## [Exercise aim]
Write the next part of the excerpt about flushing the IOMMU before a kdump kernel boots, starting right after its final quoted line.

## [Excerpt]
········
Actually, thinking about it, I'm not sure that will even work, as IIRC the iommu
only has one page table base pointer. So we would either need to re-write that
pointer to point into the kdump kernels memory space (invalidating the old table
entries, which perpetuates this bug), or we would need to further enhance the
iommu code to be able to access the old page tables via
read_from_oldmem/write_to_oldmem when booting a kdump kernel, wouldn't we?

Using this method, all we really do is try to ensure that, prior to disabling
the iommu, we make sure that any pending dmas are complete. That way, when we
re-enable the iommu in the kdump kernel, we can safely maniuplate the new page
tables, knowing that no pending dma is using them

In fairness to this debate, my proposal does have a small race condition. In
the above sequence, because the cpu triggers a dma independently of the setup of
the mapping in the iommu, it is possible that a dma might be triggered
immediately after we flush the iotlb, which may leave an in-flight dma pending
while we boot the kdump kernel. In practice though, this will never happen. By
the time we arrive at this code, we've already executed
native_machine_crash_shutdown which:

1) halts all the other cpus in the system
2) disables local interrupts

Because of those two events, we're effectively on a path that we can't be
preempted-from. So as long as we don't trigger any dma operations between our
return from iommu_shutdown and machine_kexec (which is the next call), we're
safe.

> So this call amd_iommu_flush_all_devices() will be able to tell devices
> that don't do any more DMAs and hence it is safe to reprogram iommu
> mapping entries.
········
## [Items]

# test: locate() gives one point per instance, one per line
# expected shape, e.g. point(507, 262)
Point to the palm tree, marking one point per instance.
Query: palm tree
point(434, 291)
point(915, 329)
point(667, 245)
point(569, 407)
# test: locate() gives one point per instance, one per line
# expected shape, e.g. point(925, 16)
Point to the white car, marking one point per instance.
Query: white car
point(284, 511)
········
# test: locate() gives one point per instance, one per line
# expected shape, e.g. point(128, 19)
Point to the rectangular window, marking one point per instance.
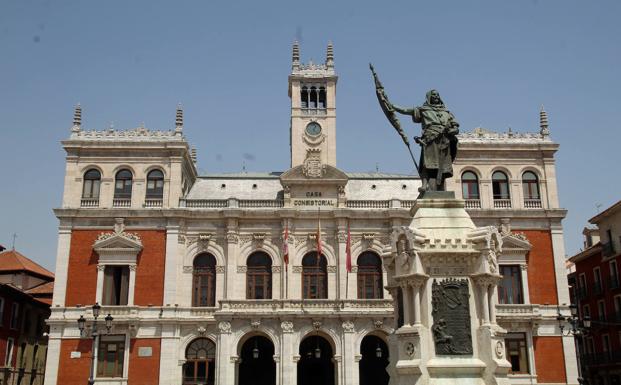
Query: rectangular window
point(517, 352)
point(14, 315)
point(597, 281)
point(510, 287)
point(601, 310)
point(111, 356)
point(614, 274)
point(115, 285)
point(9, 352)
········
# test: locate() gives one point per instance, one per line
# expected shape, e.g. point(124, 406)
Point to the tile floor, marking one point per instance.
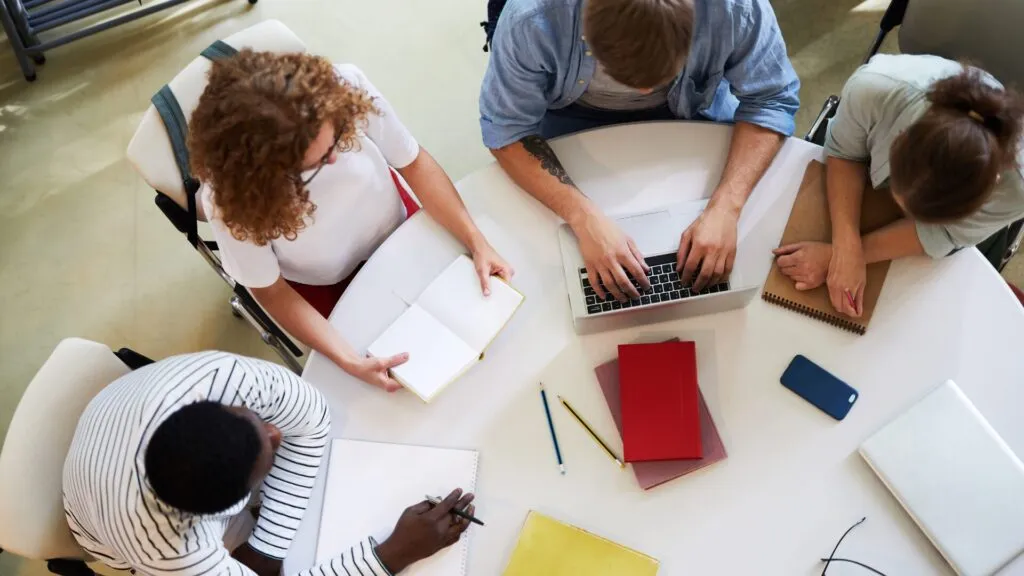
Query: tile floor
········
## [Result of the task]
>
It blocks the cpu until any pending DMA operations are complete. Hmm, as I
think about it, there is still a small possibility that a device like a NIC
which has several buffers pre-dma-mapped could start a new dma before we
completely disabled the iommu, althought thats small. I never saw that in my
testing, but hitting that would be fairly difficult I think, since its literally
just a few hundred cycles between the flush and the actual hardware disable
operation.

According to this though:
http://support.amd.com/us/Processor_TechDocs/34434-IOMMU-Rev_1.26_2-11-09.pdf
That window could be closed fairly easily, but simply disabling read and write
permissions for each device table entry prior to calling flush. If we do that,
then flush the device table, any subsequently started dma operation would just
get noted in the error log, which we could ignore, since we're abot to boot to
the kdump kernel anyway.

Would you like me to respin w/ that modification?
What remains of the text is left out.